■ **Perintah Tugas A**
Kembalikan setiap baris dari entri di bawah yang memuat kata "light".

■ **Kutipan Teks**
============================================================
JAKARTA, BRAVO FOR DISABILITIES - Tepat pada tanggal 4 Januari 206 tahun silam merupakan tanggal yang sangat istimewa bagi tunanetra. Di hari itu lahirlah seorang manusia berkebangsaan Perancis yang tak lain dan tak bukan ialah pencipta suatu tulisan yang hingga kini selalu digunakan oleh tunanetra dalam hal menulis dan membaca. Louis Braille namanya, sangat harum dan sangat terkenang namahnya oleh masyarakat luas, terutama tunanetra. karena berkat beliau, tunanetra di seluruh dunia dapat belajar membaca dan menulis, dan oleh karehanya dapat mengenyam pendidikan sebagaimana rekan-rekannya yang awas melalui Tulisan Braille.

Sistem tulisan Braille pertama kali digunakan di L’Institution Nationale des Jeunes Aveugles, Paris, dalam rangka mengajar siswa-siswa tuna netra. Namun terdapat beberapa masalah dalam penggunaan huruf braille bagi tunanetra tersebut. Karena sistem baca dan penulisan yang tidak lazim, sulit untuk meyakinkan masyarakat mengenai kegunaan dari huruf Braille bagi kaum tuna netra.

Salah satu penentang tulisan Braille adalah Dr. Dufau, asisten direktur L’Institution Nationale des Jeunes Aveugles. Dufau kemudian diangkat menjadi kepala lembaga yang baru. Untuk memperkuat gerakan anti-Braille, semua buku dan transkrip yang ditulis dalam huruf Braille dibakar dan disita. Namun dikarenakan perkembangan murid-murid tuna netra yang begitu cepat sebagai bukti dari kegunaan huruf Braille, menjelang tahun 1847 sistem tulisan tersebut diperbolehkan kembali.

Pada tahun 1851 tulisan Braille diajukan pada pemerintah negara Perancis agar diakui secara sah oleh pemerintah. Sejak saat itu penggunaan huruf Braille mulai berkembang luas hingga mencapai negara-negara lain. Pada akhir abad ke-19 sistem tulisan ini diakui secara universal dan diberi nama ‘tulisan Braille’. Di tahun 1956, Dewan Dunia untuk Kesejahteraan Tuna Netra (The World Council for the Welfare of the Blind) menjadikan bekas rumah Louis Braille sebagai museum. Kediaman tersebut terletak di Coupvray, 40 km sebelah timur Paris. Sistem tulisan Braille mencapai taraf kesempurnaan di tahun 1834.

Huruf-huruf Braille menggunakan kerangka penulisan seperti kartu domino. Satuan dasar dari sistem tulisan ini disebut sel Braille, di mana tiap sel terdiri dari enam titik timbul; tiga baris dengan dua titik. Keenam titik tersebut dapat disusun sedemikian rupa hingga menciptakan 64 macam kombinasi. Huruf Braille dibaca dari kiri ke kanan dan dapat melambangkan abjad, tanda baca, angka, tanda musik, simbol matematika dan lainnya. Ukuran huruf Braille yang umum digunakan adalah dengan tinggi sepanjang 0.5 mm, serta spasi horizontal dan vertikal antar titik dalam sel sebesar 2.5 mm.
============================================================
■ **Data Tercatat**
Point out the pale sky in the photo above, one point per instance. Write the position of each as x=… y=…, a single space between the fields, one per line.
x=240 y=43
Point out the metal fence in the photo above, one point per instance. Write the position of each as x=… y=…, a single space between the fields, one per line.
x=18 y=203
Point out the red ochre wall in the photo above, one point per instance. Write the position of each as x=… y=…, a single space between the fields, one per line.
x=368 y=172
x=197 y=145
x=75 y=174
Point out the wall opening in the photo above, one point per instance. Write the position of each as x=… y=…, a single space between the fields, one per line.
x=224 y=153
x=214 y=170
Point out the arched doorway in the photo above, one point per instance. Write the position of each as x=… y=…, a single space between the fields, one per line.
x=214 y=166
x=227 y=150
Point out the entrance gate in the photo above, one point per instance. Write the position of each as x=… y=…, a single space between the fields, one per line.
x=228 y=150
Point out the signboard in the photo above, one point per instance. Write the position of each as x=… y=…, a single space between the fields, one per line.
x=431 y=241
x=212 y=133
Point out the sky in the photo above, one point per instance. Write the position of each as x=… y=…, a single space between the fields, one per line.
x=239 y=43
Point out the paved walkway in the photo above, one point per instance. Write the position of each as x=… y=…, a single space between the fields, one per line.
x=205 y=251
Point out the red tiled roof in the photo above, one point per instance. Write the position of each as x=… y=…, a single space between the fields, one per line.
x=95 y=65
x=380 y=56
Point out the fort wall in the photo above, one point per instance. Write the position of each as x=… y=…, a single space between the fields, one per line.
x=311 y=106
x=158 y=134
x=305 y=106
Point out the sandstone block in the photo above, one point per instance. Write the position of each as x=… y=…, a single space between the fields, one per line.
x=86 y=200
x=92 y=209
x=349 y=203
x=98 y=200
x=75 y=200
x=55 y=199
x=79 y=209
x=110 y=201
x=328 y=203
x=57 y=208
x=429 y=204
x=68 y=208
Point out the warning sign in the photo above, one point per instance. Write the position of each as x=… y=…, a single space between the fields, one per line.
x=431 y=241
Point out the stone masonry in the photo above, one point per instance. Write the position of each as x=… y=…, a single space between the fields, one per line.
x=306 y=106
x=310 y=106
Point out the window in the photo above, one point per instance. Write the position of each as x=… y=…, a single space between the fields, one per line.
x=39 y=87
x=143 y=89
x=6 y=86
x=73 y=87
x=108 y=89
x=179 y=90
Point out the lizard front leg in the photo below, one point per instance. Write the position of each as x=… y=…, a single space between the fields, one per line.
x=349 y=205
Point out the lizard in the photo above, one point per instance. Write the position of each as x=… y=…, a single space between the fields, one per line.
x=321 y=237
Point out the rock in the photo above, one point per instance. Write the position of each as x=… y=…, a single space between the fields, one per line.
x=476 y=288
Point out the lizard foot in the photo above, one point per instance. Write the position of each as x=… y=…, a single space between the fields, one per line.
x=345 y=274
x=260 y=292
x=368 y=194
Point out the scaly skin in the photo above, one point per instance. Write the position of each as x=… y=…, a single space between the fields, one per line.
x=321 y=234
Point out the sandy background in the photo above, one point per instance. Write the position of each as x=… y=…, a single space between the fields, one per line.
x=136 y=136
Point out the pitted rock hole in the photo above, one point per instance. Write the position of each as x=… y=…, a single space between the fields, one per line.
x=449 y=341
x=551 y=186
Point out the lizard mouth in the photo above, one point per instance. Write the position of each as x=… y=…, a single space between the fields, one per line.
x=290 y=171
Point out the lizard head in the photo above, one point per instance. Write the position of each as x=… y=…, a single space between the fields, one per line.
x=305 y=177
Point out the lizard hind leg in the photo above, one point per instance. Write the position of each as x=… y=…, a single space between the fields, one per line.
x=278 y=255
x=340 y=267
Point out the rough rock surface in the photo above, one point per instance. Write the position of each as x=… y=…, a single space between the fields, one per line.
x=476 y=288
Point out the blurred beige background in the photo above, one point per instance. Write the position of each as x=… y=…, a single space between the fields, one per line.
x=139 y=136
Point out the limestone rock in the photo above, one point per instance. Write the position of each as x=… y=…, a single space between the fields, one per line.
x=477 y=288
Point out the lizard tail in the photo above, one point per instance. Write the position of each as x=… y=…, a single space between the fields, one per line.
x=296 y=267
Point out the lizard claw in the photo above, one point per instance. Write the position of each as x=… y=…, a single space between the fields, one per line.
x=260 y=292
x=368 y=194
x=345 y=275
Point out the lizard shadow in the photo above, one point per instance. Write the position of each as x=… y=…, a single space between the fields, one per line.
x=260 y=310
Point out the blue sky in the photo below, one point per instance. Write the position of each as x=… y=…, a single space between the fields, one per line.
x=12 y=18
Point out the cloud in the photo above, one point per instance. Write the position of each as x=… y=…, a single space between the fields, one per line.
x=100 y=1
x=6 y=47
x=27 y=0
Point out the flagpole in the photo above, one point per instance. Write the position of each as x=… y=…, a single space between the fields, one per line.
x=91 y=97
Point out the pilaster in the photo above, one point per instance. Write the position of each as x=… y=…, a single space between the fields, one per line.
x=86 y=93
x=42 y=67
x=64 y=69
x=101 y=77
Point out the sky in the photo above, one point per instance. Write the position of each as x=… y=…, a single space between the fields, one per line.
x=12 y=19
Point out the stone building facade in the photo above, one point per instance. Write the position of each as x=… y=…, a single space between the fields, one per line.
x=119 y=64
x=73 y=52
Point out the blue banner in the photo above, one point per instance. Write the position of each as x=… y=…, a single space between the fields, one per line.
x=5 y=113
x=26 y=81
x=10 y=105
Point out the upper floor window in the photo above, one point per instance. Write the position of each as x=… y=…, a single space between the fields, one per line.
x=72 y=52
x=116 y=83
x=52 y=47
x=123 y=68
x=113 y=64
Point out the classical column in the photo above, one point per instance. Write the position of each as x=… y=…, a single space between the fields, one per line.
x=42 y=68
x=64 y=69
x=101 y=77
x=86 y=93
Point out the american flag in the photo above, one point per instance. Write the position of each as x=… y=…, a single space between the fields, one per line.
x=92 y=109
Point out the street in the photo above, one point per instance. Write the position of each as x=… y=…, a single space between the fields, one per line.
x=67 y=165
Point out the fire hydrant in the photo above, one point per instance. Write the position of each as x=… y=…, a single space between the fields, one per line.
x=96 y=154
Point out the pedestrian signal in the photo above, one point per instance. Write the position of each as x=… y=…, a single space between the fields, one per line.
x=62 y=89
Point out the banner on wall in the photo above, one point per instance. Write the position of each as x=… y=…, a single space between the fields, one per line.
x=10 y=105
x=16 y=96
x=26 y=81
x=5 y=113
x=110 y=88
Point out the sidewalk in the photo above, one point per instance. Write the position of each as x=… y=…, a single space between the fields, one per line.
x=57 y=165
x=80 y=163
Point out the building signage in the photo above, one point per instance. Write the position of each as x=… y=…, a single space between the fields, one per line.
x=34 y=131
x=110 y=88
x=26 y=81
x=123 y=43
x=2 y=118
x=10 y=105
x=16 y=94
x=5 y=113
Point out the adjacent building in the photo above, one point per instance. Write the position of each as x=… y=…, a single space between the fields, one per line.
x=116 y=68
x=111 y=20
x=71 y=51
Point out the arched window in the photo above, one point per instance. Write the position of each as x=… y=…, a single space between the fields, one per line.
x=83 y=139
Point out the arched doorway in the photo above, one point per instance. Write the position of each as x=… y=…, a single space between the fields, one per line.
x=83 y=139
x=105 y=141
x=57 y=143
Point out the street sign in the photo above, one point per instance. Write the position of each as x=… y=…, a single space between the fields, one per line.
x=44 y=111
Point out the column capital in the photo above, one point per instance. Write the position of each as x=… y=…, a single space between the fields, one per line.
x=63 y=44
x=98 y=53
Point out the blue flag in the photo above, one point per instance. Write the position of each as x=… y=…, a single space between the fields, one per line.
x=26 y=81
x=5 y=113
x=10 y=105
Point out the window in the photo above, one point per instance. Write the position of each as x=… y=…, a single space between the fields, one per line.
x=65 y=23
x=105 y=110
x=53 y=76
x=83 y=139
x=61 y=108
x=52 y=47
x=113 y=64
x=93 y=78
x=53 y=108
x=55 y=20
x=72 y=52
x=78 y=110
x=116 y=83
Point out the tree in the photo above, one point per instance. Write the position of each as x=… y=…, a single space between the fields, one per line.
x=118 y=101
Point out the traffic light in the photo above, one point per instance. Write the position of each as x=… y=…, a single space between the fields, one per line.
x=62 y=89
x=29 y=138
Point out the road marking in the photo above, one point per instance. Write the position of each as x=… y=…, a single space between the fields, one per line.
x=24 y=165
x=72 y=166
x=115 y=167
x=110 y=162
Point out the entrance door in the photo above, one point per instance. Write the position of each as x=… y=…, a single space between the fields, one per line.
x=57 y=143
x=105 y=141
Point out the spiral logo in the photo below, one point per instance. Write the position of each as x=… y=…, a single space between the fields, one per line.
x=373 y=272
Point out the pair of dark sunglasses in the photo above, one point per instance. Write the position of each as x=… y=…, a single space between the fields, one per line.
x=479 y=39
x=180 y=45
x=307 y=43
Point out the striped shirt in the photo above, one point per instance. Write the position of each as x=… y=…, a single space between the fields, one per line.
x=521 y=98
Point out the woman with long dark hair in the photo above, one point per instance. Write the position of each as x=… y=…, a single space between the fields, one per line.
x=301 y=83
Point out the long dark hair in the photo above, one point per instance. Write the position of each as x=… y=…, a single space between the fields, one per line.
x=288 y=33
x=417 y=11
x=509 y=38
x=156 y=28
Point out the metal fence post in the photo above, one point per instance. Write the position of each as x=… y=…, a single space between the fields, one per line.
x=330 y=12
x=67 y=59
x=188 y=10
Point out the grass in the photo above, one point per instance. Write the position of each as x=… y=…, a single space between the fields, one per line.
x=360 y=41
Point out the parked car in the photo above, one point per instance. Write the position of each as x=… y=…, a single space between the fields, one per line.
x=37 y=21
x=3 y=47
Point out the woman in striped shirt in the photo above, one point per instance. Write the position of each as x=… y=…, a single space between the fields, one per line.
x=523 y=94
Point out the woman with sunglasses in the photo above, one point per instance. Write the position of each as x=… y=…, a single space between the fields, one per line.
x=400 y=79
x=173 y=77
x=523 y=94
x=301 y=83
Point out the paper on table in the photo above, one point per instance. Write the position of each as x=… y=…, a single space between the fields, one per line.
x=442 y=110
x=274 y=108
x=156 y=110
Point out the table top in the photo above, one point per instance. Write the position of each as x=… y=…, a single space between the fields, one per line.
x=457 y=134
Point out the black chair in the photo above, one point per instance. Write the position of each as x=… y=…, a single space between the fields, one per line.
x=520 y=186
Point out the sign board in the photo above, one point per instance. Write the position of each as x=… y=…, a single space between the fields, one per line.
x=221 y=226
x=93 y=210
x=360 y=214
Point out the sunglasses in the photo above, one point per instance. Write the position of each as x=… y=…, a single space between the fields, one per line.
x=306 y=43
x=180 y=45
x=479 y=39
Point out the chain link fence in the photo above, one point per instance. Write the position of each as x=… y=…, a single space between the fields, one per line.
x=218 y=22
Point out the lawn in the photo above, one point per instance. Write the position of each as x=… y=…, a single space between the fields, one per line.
============================================================
■ **Perintah Tugas B**
Perpanjang teks tentang tulisan Braille di atas, dimulai setelah kalimat terakhirnya.

■ **Jawaban Tugas A**
Point out the traffic light in the photo above, one point per instance. Write the position of each as x=… y=…, a single space between the fields, one per line.

■ **Jawaban Tugas B**
Setelah bertahun-tahun penggunaan huruf braille bagi tunanetra, namun masih saja banyak problematika yang dihadapi tunanetra dalam berpartisipasi di masyarakat. Seperti kita ketahui bahwa meskipun huruf braille telah lama digunakan, namun belum banyak buku-buku yang pengadaannya menggunakan tulisan braille.  

Untuk disabilitas netra, buku braille adalah kunci literasi. Sekarang ini, hukum hak cipta mengharuskan sekolah untuk mendapatkan izin untuk mereproduksi buku yang aksesibel dengan menggunakan braille, atau cetakan dengan ukuran besar. Jika Negara tidak mempunyai pengecualian tentang penggunaan hak cipta bagi tunanetra,  hal tersebut dapat membatasi akses tunanetra terhadap pendidikan dan menyingkirkan akses tunanetra terhadap buku-buku dan materi pembelajaran yang ia butuhkan.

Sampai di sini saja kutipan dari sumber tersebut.